IMG_3001.jpeg

This is going to fall into the category of "Dancing Bear" coding in that it isn't how well it works or how elegant it is, it is that it, like the bear, dances at all. Here's the problem.

Three code bases that live in:

  • ohi_kafka/experts-all (python)
  • ohi_kafka/loader_reddit_to_kafka (ruby)
  • ohi_kafka/loader_twitter_to_kafka (ruby)

And a series of code modules that define array of regular expressions in a constant always named REGEXES that live in files named like this:

  • common_invective_anti_semitism.py
  • common_invective_anti_black.py
  • common_invective_anti_lgbtq.py
  • common_invective_anti_islam.py
  • common_invective_anti_woman.py

Note: A discussion of why the naming conventions here are this way and why lgbtq is lumped here as one thing is beyond the scope of this blog post (I personally disagree with that but I lost that argument months ago; sorry).

These regexes need to be run both in the context of the python code base and the ruby code base. These regexes are defined as arrays of strings such as:

REGEXES = [
  'foo',
  'Bar'
]

The magic in making this work is really, really, really understanding your deployment context, specifically:

  • all code will be deployed on the same machine (it will execute across multiple machines) but since I control deploy, I can ensure that the full code stack is present
  • no Docker for the ruby portion - just pretty vanilla Ruby code executing on a server as a SystemD service
  • Being tricksy, very, very tricksy

My first attempt to make this work was to try and use an extension with both require and require_relative:

require "../experts-all/common_invective_anti_semitism.py"
____
■ Written task A
Revise the passage of the regex-sharing post starting with "This is going" and going on through "Here's the problem.", putting "tidy" in place of "elegant".
The records below have nothing to do with the blog post on sharing regexes between Python and Ruby.

■ Exercise data
____
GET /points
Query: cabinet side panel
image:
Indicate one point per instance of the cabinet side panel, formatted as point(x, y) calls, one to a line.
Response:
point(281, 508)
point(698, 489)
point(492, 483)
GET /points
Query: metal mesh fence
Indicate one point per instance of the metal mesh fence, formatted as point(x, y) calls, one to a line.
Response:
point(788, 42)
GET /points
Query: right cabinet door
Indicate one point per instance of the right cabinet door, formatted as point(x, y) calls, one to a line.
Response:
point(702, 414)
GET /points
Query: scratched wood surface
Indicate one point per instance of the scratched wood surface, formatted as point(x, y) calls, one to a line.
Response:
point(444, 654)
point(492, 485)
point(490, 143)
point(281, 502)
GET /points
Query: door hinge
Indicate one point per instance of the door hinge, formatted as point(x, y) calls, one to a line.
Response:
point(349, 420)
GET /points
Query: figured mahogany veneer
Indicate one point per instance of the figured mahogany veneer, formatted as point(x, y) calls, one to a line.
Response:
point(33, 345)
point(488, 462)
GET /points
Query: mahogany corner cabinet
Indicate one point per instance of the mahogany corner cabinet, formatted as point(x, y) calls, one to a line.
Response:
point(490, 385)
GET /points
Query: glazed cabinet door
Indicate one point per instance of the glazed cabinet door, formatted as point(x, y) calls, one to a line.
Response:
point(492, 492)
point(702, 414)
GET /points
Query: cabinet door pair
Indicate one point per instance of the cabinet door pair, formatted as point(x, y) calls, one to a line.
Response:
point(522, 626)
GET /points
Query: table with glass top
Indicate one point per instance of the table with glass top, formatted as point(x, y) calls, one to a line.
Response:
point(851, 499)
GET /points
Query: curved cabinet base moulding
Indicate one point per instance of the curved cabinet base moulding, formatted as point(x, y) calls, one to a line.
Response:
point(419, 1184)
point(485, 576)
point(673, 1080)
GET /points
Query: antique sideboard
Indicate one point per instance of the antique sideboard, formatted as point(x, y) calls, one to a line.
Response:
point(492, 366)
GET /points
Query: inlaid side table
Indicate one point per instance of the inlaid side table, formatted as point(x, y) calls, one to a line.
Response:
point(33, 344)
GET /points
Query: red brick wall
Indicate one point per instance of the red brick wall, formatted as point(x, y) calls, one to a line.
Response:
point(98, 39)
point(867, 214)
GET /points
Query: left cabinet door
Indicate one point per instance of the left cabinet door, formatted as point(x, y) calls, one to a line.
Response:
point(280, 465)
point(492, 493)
____
■ Written task B
Copy the records word for word, starting with their first line and going on through the line with "point(492, 483)".

■ Correct answer A
This is going to fall into the category of "Dancing Bear" coding in that it isn't how well it works or how tidy it is, it is that it, like the bear, dances at all. Here's the problem.

■ Correct answer B
GET /points
Query: cabinet side panel
image:
Indicate one point per instance of the cabinet side panel, formatted as point(x, y) calls, one to a line.
Response:
point(281, 508)
point(698, 489)
point(492, 483)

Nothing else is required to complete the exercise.